___ AVAILABLE RECORDS

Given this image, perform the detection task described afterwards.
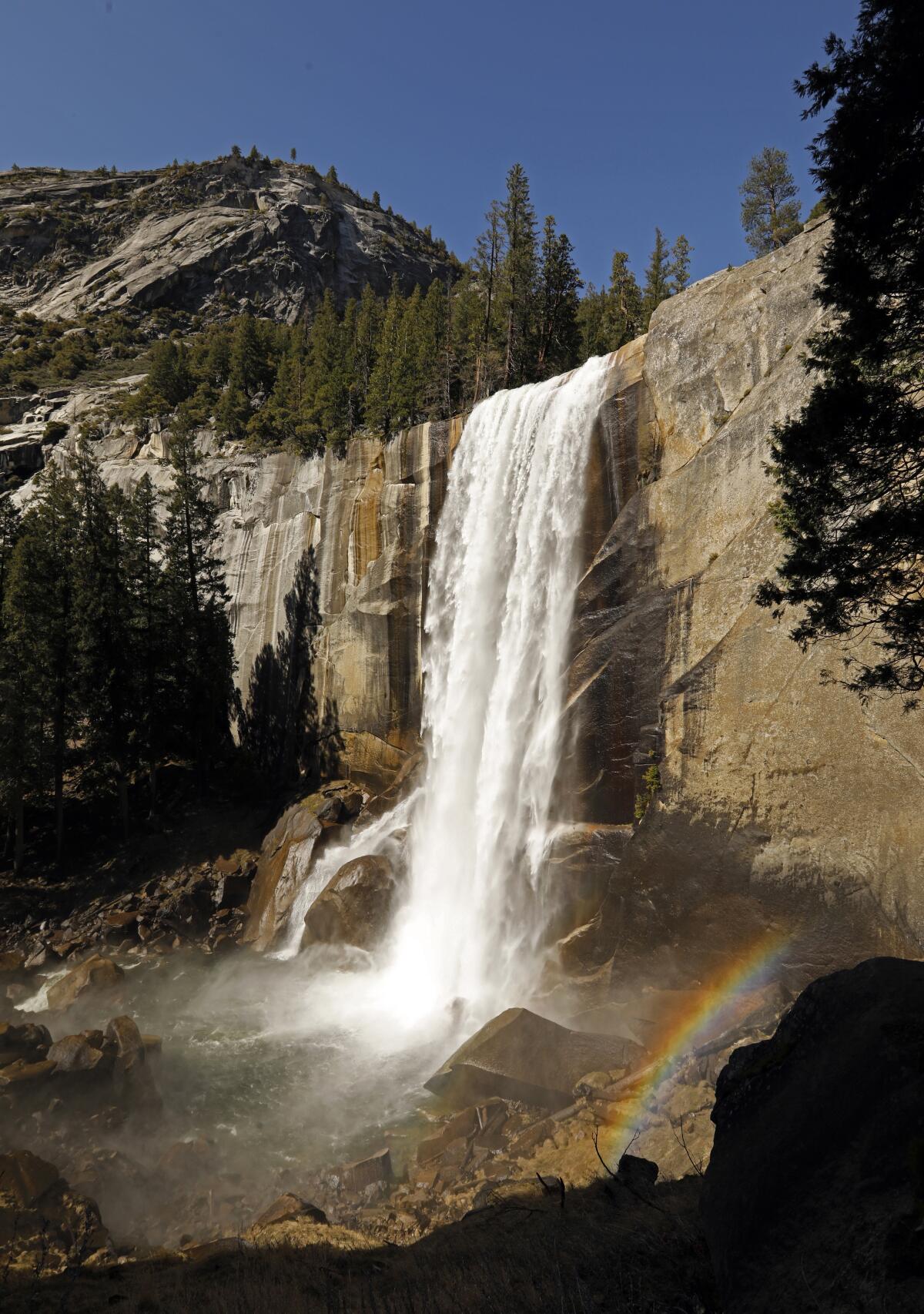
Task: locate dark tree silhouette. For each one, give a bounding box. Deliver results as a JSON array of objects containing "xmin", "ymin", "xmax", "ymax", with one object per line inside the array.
[{"xmin": 758, "ymin": 0, "xmax": 924, "ymax": 706}]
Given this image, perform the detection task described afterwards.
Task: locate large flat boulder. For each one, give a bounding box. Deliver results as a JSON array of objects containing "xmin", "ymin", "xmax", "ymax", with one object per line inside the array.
[
  {"xmin": 303, "ymin": 854, "xmax": 394, "ymax": 949},
  {"xmin": 702, "ymin": 958, "xmax": 924, "ymax": 1314},
  {"xmin": 426, "ymin": 1008, "xmax": 640, "ymax": 1109}
]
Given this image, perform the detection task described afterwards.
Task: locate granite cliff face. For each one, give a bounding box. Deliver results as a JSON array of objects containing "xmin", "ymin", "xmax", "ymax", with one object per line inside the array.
[
  {"xmin": 0, "ymin": 156, "xmax": 450, "ymax": 323},
  {"xmin": 569, "ymin": 223, "xmax": 924, "ymax": 964},
  {"xmin": 7, "ymin": 210, "xmax": 924, "ymax": 971}
]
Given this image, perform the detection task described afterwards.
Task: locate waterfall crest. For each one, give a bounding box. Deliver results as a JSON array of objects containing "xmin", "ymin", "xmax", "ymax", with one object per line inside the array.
[{"xmin": 281, "ymin": 357, "xmax": 608, "ymax": 1022}]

______

## WHAT IS NEEDED
Present every line of the items above as a Markdown table with two columns, Row and Line, giving each row a number and dropping any blank lines. Leave the pictures out of your table.

## ANSWER FOR THE TASK
| Row | Line |
|---|---|
| 1 | Given this image, perform the detection task described afterwards. |
| 2 | Task: locate dark tree silhouette. For each one, give a bounding box. Deliver results as a JSON array of objects containing "xmin", "ymin", "xmax", "ymax", with one object per line inside the array. |
| 3 | [{"xmin": 758, "ymin": 0, "xmax": 924, "ymax": 706}] |
| 4 | Given this image, perform the detection task described afterwards. |
| 5 | Task: locate large flat boulder. For each one, give a bounding box. Deliver results as a JSON array of objects containing "xmin", "ymin", "xmax", "ymax", with one object per line inside the array. |
| 6 | [ |
| 7 |   {"xmin": 303, "ymin": 854, "xmax": 394, "ymax": 949}, |
| 8 |   {"xmin": 702, "ymin": 958, "xmax": 924, "ymax": 1314}, |
| 9 |   {"xmin": 426, "ymin": 1008, "xmax": 640, "ymax": 1109} |
| 10 | ] |
| 11 | Given this image, perform the detection task described afterwards. |
| 12 | Task: locate granite cliff face. For each one, give a bounding box. Deliver results as a JSON array of objects containing "xmin", "ymin", "xmax", "ymax", with one object per line inside the array. |
| 13 | [ |
| 14 |   {"xmin": 0, "ymin": 156, "xmax": 450, "ymax": 323}, |
| 15 |   {"xmin": 569, "ymin": 223, "xmax": 924, "ymax": 964}, |
| 16 |   {"xmin": 7, "ymin": 210, "xmax": 924, "ymax": 971} |
| 17 | ] |
| 18 | Given this image, perform the detection task described afterwards. |
| 19 | Task: locate waterfall crest. For each one, give a bounding box. Deliver results as a JSON array of objects containing "xmin", "ymin", "xmax", "ymax", with one object per line inside the array. |
| 20 | [{"xmin": 281, "ymin": 357, "xmax": 608, "ymax": 1022}] |